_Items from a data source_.
## START
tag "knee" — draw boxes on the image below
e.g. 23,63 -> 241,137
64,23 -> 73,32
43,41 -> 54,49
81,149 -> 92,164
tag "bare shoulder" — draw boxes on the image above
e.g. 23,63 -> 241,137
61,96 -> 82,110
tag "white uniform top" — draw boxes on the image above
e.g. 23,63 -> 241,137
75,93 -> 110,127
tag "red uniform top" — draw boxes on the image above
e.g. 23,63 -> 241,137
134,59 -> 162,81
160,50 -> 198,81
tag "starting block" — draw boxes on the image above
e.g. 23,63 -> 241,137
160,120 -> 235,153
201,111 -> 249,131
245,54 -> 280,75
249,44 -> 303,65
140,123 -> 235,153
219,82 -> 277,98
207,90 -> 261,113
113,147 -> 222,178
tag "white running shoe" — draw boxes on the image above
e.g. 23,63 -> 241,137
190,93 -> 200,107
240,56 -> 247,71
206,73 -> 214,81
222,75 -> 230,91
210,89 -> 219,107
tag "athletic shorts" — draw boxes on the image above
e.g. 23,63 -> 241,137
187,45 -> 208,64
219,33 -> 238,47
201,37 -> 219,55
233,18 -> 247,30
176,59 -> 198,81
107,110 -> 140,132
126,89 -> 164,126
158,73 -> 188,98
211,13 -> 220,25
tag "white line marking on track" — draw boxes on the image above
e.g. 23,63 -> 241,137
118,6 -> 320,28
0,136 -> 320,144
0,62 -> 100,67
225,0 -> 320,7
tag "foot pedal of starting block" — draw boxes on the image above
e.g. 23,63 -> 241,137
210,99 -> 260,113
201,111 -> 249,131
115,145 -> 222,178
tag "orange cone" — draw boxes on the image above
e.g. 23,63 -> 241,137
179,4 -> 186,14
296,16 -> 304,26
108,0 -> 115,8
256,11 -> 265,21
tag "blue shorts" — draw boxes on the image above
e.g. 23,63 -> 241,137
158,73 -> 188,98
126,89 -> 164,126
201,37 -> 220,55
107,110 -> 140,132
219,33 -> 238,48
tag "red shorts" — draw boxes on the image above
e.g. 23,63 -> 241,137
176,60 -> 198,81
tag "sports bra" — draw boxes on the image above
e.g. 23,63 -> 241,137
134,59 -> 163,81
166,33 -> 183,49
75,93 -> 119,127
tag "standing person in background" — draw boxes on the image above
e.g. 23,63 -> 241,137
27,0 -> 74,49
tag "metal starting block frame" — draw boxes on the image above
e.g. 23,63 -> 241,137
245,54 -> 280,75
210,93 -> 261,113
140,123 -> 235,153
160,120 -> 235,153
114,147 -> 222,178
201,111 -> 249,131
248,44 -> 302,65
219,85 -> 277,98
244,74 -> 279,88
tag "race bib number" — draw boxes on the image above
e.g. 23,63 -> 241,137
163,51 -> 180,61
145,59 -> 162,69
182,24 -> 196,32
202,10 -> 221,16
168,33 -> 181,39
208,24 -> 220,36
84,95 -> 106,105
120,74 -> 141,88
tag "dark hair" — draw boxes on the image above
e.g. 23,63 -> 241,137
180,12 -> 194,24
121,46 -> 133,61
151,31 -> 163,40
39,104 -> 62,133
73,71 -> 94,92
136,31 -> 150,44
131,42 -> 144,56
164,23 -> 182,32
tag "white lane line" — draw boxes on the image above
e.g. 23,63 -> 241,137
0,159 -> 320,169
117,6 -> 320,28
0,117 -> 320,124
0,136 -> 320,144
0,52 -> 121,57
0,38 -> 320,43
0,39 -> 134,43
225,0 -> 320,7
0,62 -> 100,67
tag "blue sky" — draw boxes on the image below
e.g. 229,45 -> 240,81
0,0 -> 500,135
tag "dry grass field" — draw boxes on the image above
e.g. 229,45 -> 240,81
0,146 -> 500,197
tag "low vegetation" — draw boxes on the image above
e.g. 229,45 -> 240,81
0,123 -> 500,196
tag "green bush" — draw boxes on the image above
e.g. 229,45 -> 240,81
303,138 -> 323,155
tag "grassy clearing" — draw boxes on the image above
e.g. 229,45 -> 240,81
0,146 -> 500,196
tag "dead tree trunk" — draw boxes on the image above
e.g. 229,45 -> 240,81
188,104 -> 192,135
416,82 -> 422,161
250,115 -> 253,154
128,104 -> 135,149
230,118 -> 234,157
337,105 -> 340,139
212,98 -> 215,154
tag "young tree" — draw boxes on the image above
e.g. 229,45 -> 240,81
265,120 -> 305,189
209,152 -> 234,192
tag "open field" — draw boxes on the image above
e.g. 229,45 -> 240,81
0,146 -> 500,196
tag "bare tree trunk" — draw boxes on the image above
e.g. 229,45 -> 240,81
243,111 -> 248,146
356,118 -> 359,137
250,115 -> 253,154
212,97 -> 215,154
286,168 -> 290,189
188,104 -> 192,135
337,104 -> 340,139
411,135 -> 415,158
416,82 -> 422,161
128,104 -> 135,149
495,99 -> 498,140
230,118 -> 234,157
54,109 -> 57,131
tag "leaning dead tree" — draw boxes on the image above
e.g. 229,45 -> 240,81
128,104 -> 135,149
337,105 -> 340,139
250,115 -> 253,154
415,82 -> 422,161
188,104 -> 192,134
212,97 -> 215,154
## END
_What needs to be done_.
Reproduce the records above, putting "outline regions" in place of every occurrence of "draw boxes" and changing nothing else.

_Output of the exercise_.
tag "knee" — outline regions on the image below
e.g. 23,63 -> 241,137
64,23 -> 73,32
43,41 -> 54,49
81,149 -> 92,164
tag "bare shoulder" — outline regions on the image above
e.g. 23,63 -> 241,137
61,96 -> 82,110
tag "white uniform top" — outline regions on the image above
e.g. 23,63 -> 241,137
75,93 -> 110,127
tag "red uniform top" — outline regions on the image above
e.g. 23,63 -> 241,137
134,59 -> 162,81
160,50 -> 198,81
tag "starting block" — outline regions on the image above
e.g. 23,63 -> 241,137
160,120 -> 235,153
201,111 -> 249,131
245,54 -> 280,75
249,44 -> 303,65
140,123 -> 235,153
219,82 -> 277,98
207,90 -> 261,113
113,147 -> 222,178
tag "white running shoe" — outline regions on the image above
e.g. 23,63 -> 241,137
190,93 -> 200,107
240,56 -> 247,71
206,73 -> 214,81
222,75 -> 230,91
210,89 -> 219,107
tag "athletic shorts" — outline regions on the image above
e.g. 23,63 -> 241,137
187,45 -> 208,64
219,33 -> 238,47
201,37 -> 219,55
233,18 -> 247,30
176,59 -> 198,81
107,110 -> 140,132
126,89 -> 164,126
158,73 -> 188,98
211,13 -> 220,25
tag "white line marking on track" — outline regions on the image above
e.g. 23,63 -> 241,137
118,6 -> 320,28
0,136 -> 320,144
0,62 -> 100,67
225,0 -> 320,7
tag "foot pedal of starting block" — outline regions on the image above
e.g. 23,63 -> 241,137
210,99 -> 260,113
201,111 -> 249,131
115,145 -> 222,178
tag "orange cone" — outline regions on the image above
e.g. 23,63 -> 241,137
179,4 -> 186,14
296,16 -> 304,26
108,0 -> 115,8
256,11 -> 265,21
tag "blue shorts" — outline regions on the image above
e.g. 23,63 -> 241,137
158,73 -> 188,98
126,89 -> 164,126
201,37 -> 220,55
107,110 -> 140,132
219,33 -> 238,48
tag "red shorts" — outline regions on the image above
e.g. 23,63 -> 241,137
176,60 -> 198,81
tag "sports bra" — outline regions on the image above
e.g. 23,63 -> 241,137
134,59 -> 163,81
166,33 -> 183,49
75,93 -> 119,127
tag "standing person in background" — outline regions on the image above
e.g. 23,63 -> 241,137
27,0 -> 74,49
tag "metal starting block frame" — outline regions on the image above
e.g. 23,63 -> 241,137
245,54 -> 280,75
210,93 -> 261,113
140,123 -> 235,153
160,120 -> 235,153
114,147 -> 222,178
201,111 -> 249,131
248,44 -> 302,65
219,85 -> 277,98
244,74 -> 279,88
tag "race bib number" — outline regions on the image above
e.g. 23,63 -> 241,137
163,51 -> 180,61
145,59 -> 162,69
182,24 -> 196,32
202,10 -> 221,16
168,33 -> 181,39
208,24 -> 220,36
84,95 -> 106,105
120,74 -> 141,88
tag "dark hair" — outline regions on the image above
e.g. 23,63 -> 241,137
180,12 -> 194,24
121,46 -> 133,61
151,31 -> 163,40
39,104 -> 62,133
73,71 -> 94,92
136,31 -> 150,44
131,42 -> 144,56
164,23 -> 182,32
tag "white lane line" — outline regions on the image above
e.g. 23,63 -> 241,137
0,159 -> 320,169
117,6 -> 320,28
0,117 -> 320,124
0,136 -> 320,144
0,52 -> 121,57
0,38 -> 320,43
0,39 -> 134,43
225,0 -> 320,7
0,62 -> 100,67
tag "blue sky" — outline regions on the image below
e.g. 229,45 -> 240,81
0,0 -> 500,135
tag "dry grass field" — outline regions on the image above
e.g. 229,45 -> 240,81
0,146 -> 500,197
tag "low vegetation" — outline regions on the image above
e.g. 229,45 -> 240,81
0,123 -> 500,196
tag "green bush" — outline regions on the image above
e.g. 229,45 -> 240,81
303,138 -> 323,155
tag "grassy clearing" — outline regions on the image above
e.g. 229,45 -> 240,81
0,146 -> 500,196
tag "dead tree trunk" — outline regions on the image above
e.g. 229,45 -> 240,81
188,104 -> 192,135
416,82 -> 422,161
250,115 -> 253,154
128,104 -> 135,149
230,118 -> 234,157
337,105 -> 340,139
212,98 -> 215,154
tag "young tree" — outline regions on the image above
e.g. 229,45 -> 240,81
265,120 -> 305,189
209,152 -> 234,192
tag "open field" — outline regions on the image above
e.g. 229,45 -> 240,81
0,146 -> 500,196
tag "bare tree trunk" — outline regions on the image above
e.g. 229,45 -> 240,81
243,111 -> 248,146
356,118 -> 359,137
250,115 -> 253,154
212,97 -> 215,154
286,168 -> 290,189
188,104 -> 192,135
337,104 -> 340,139
411,135 -> 415,158
416,82 -> 422,161
128,104 -> 135,149
495,99 -> 498,140
230,118 -> 234,157
54,109 -> 57,131
tag "leaning dead tree" — outline regions on the image above
e.g. 229,45 -> 240,81
128,104 -> 135,149
337,105 -> 340,139
250,115 -> 253,154
415,82 -> 422,161
188,104 -> 192,134
212,97 -> 215,154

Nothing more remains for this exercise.